> **TEXTE CITÉ**:
****

En devenant démocratique, la politique est devenue littéralement épidémique. Que tout le monde en fasse tout le temps, on se doute bien que cela ne rend pas plus aisé de la faire bonne ; et la difficulté tournerait à l’impossibilité même, s’il n’entrait heureusement en cet étalage de démocratie une forte part de trompe-l’œil et de fiction. Les foules, en effet, ne mènent pas, elles sont menées ; elles n’agissent pas, elles subissent : il suffit, par conséquent, pour les prendre et capter la force qu’elles contiennent, d’agir sur ceux qui les font agir. Mais la difficulté en sera diminuée, elle ne sera pas détruite : car, ceux qu’il faut avoir, on ne les aura que par la passion, l’ambition ou l’intérêt, c’est-à-dire qu’on ne réussira qu’en se formant et en se conservant un parti ; mais, là où le gouvernement repose sur les partis, la politique est comme prise et enfermée dans un cercle vicieux, puisque, d’une part, on ne peut arriver et se maintenir sans s’appuyer sur un parti, sans exciter et satisfaire la passion, l’ambition, l’intérêt, tandis que, d’autre part, une fois arrivé, on devrait ne plus être ni un homme de parti, ni l’homme d’un parti, et ne plus connaître ni. l’intérêt, ni l’ambition, ni la passion, mais seulement la réalité et la nécessité sociales.

La conclusion, — j’ai honte qu’elle soit si banale et voilà bien des affaires pour en venir là ! — c’est que, soit comme science, soit comme art, la politique est un métier très difficile ; difficile dans tous les temps, dans tous les pays et sous tous les régimes, si l’on veut qu’elle soit ce qu’elle doit être et sans quoi il n’est plus de politique : véritablement réaliste, véritablement expérimentale ; plus difficile sous le régime parlementaire, plus difficile encore avec le suffrage universel, et plus encore qu’ailleurs difficile en démocratie. C’est, en second lieu, et à cause même de cette extrême difficulté, qu’il est très difficile aussi d’en recruter le personnel dans des conditions de capacité suffisantes ; et plus difficile encore en démocratie, avec le suffrage universel, et sous le régime parlementaire, où ce personnel est nécessairement beaucoup plus nombreux.

****

Lignes issues d'un jeu de données de pointage:
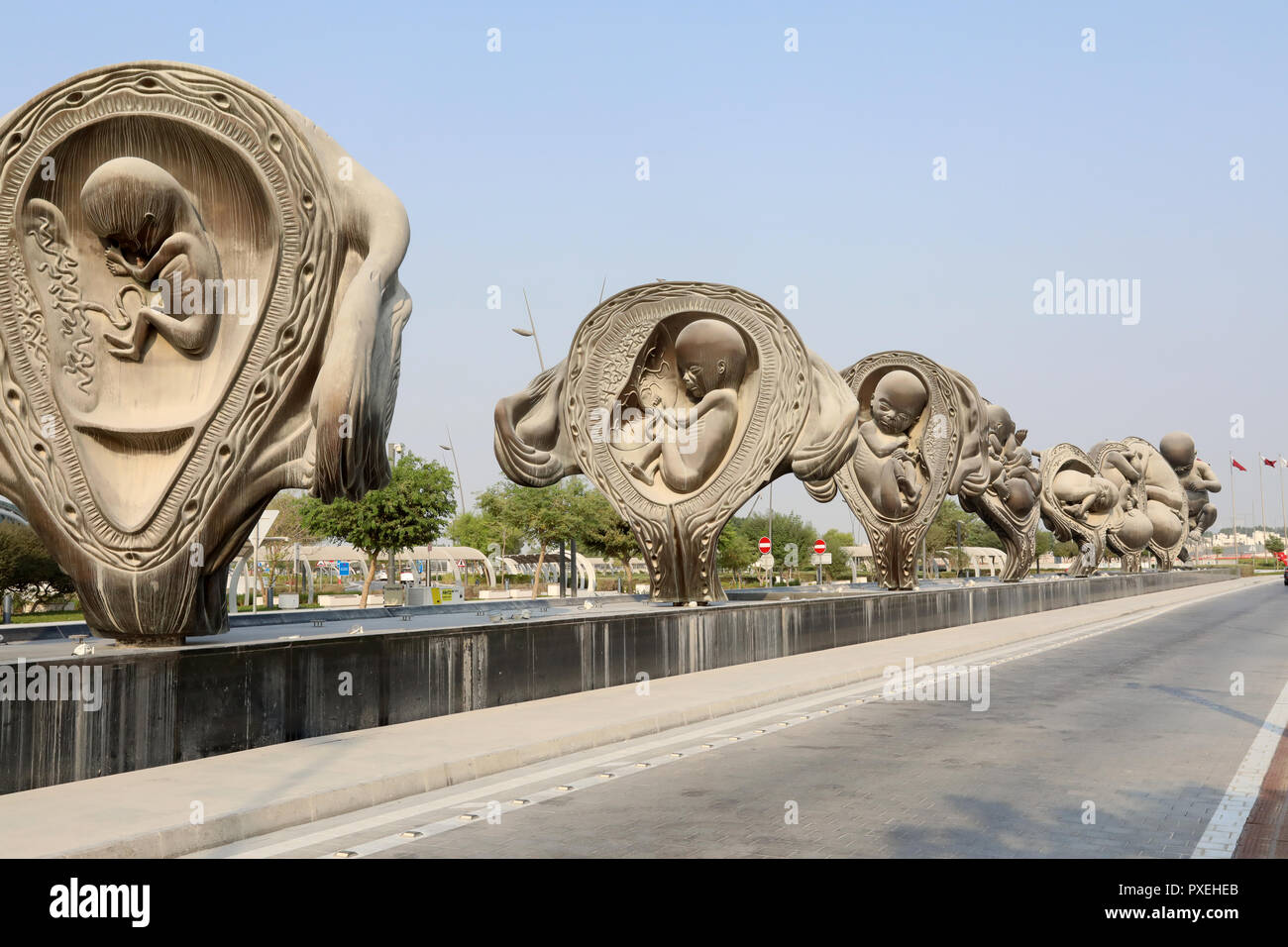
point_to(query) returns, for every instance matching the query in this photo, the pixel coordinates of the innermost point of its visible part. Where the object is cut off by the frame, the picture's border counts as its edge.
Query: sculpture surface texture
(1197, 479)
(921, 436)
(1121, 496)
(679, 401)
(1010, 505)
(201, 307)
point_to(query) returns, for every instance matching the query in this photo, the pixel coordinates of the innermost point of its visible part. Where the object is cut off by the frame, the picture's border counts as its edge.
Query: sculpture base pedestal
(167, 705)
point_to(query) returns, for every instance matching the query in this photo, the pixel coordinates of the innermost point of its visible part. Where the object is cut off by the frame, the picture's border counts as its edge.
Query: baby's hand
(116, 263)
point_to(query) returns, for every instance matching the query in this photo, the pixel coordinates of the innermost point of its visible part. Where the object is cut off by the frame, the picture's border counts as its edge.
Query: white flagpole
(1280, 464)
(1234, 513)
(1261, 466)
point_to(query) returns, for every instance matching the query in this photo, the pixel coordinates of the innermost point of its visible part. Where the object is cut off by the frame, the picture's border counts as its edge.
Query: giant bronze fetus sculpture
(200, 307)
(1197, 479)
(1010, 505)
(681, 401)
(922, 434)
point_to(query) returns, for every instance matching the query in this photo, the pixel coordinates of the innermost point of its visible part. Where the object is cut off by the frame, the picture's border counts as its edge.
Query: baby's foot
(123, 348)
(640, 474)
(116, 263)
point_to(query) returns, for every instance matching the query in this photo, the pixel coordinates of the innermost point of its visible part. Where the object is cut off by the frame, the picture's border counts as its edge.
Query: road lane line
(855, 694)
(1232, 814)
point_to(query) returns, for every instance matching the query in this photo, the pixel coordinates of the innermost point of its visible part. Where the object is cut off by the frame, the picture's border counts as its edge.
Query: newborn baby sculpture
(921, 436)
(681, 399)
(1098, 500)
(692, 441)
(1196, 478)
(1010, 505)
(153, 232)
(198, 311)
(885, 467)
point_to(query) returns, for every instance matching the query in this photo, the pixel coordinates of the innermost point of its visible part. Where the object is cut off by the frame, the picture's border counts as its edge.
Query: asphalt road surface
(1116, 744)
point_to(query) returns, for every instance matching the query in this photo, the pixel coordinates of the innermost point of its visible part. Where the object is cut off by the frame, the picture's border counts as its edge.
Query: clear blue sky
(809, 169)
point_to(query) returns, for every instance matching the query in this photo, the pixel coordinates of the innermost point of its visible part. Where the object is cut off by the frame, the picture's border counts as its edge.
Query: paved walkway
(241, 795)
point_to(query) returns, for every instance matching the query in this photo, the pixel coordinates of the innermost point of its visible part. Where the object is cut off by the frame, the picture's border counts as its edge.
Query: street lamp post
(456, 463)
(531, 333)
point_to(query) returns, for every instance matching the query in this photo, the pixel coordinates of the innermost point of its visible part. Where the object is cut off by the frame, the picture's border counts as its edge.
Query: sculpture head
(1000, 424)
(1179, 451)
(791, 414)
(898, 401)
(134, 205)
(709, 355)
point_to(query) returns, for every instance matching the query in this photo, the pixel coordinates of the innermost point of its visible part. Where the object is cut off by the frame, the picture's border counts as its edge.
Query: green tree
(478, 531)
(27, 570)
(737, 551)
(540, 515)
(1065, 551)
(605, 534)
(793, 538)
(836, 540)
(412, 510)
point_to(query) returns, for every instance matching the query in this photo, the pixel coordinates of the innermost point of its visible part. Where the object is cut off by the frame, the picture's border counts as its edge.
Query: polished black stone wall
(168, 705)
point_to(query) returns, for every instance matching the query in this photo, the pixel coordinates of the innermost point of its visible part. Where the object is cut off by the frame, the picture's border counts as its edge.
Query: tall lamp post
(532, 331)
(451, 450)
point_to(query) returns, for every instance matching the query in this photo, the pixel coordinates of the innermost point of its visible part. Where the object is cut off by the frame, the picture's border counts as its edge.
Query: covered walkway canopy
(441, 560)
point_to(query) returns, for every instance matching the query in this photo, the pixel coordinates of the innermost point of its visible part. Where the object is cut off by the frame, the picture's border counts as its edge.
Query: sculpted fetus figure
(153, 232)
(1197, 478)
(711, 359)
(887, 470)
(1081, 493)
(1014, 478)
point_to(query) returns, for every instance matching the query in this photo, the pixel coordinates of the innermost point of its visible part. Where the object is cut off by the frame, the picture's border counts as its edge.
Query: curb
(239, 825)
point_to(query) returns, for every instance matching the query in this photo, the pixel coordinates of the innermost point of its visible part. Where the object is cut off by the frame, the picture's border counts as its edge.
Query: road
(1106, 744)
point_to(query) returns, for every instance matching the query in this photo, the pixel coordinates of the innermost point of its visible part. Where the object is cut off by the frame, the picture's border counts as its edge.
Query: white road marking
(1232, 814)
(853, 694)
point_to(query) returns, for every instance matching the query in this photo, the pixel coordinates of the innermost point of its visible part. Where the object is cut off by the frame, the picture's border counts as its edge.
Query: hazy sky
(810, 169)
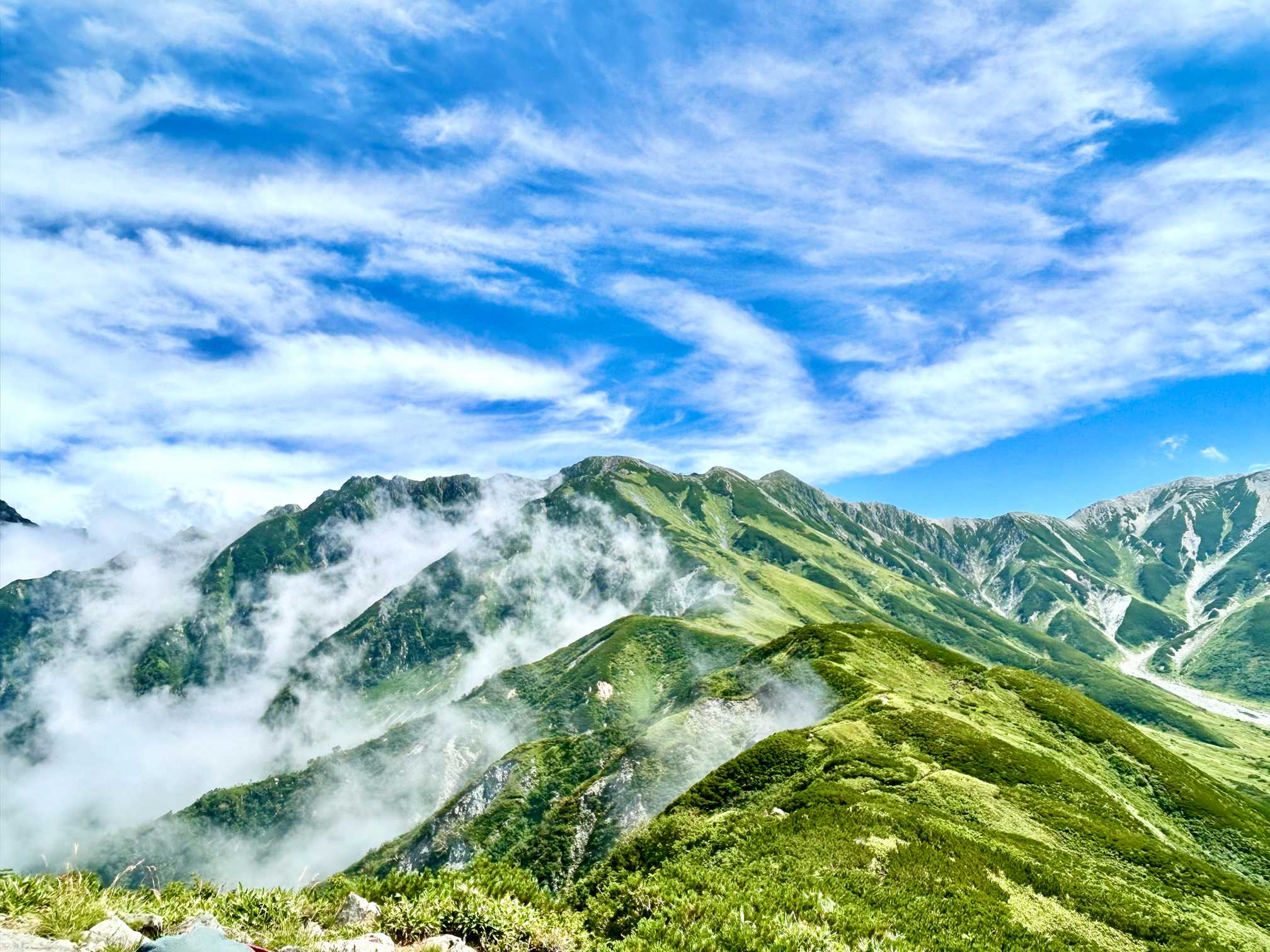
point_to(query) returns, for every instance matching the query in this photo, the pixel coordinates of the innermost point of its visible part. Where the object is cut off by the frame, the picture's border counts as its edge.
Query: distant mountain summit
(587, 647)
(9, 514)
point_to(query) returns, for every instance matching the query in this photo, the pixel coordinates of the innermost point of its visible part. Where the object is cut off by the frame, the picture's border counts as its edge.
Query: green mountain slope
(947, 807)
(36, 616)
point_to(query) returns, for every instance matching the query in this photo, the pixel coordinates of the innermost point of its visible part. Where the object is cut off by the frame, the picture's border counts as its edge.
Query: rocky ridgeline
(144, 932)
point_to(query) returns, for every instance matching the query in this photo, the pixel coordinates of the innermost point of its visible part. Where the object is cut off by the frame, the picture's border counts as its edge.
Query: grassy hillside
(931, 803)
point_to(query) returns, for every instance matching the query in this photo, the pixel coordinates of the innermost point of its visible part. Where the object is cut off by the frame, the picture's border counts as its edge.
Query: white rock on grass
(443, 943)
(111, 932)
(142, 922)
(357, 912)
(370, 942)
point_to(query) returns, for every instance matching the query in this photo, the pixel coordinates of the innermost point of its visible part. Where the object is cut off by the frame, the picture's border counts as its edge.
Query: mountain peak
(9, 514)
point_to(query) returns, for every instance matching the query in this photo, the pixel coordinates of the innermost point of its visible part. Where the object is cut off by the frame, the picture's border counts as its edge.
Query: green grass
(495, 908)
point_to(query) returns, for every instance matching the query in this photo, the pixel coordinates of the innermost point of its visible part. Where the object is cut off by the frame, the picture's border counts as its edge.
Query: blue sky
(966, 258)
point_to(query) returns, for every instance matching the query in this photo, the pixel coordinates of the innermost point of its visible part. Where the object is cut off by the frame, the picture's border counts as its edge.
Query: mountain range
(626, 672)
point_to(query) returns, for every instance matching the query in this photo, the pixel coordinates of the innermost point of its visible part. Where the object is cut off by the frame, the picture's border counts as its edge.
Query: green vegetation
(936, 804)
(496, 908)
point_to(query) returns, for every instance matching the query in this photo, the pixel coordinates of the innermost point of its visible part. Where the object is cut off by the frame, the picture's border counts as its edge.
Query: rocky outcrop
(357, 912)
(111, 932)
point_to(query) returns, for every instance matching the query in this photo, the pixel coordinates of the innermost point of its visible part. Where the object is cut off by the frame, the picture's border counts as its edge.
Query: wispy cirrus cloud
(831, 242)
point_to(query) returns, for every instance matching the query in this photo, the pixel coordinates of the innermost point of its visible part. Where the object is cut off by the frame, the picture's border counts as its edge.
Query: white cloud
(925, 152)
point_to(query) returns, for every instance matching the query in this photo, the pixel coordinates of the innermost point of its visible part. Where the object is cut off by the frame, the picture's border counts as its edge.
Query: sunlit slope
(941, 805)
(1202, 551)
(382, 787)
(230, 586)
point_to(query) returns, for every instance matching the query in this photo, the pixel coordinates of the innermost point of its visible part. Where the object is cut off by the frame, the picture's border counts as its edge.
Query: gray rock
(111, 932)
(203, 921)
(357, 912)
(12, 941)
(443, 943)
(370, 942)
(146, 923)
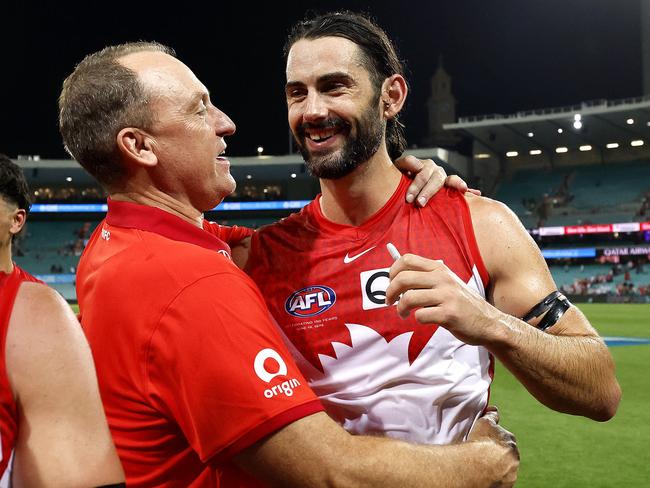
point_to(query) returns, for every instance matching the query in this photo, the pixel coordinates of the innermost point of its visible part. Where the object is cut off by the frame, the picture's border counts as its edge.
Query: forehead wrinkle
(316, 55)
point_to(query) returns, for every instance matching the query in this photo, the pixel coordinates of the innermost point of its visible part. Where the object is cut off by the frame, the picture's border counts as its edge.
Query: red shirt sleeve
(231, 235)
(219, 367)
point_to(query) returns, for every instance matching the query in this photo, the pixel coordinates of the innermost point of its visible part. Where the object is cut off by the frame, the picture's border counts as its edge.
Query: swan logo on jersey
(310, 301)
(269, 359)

****

> **ÉNONCÉ 1**:
D'après l'extrait sur la politique en démocratie, sur qui faut-il agir pour prendre les foules et capter la force qu'elles contiennent ?
> **ÉNONCÉ 2**:
Expliquez pourquoi, selon l'extrait sur la politique en démocratie, la politique est enfermée dans un cercle vicieux là où le gouvernement repose sur les partis.
Les lignes n'ont aucun rôle à jouer ici.

> **RÉSULTAT 1**:
Sur ceux qui les font agir.

> **RÉSULTAT 2**:
On ne peut arriver au pouvoir et s'y maintenir qu'en s'appuyant sur un parti, donc en excitant et en satisfaisant la passion, l'ambition et l'intérêt. Pourtant, une fois arrivé, on ne devrait plus être ni un homme de parti ni l'homme d'un parti, et ne plus connaître que la réalité et la nécessité sociales.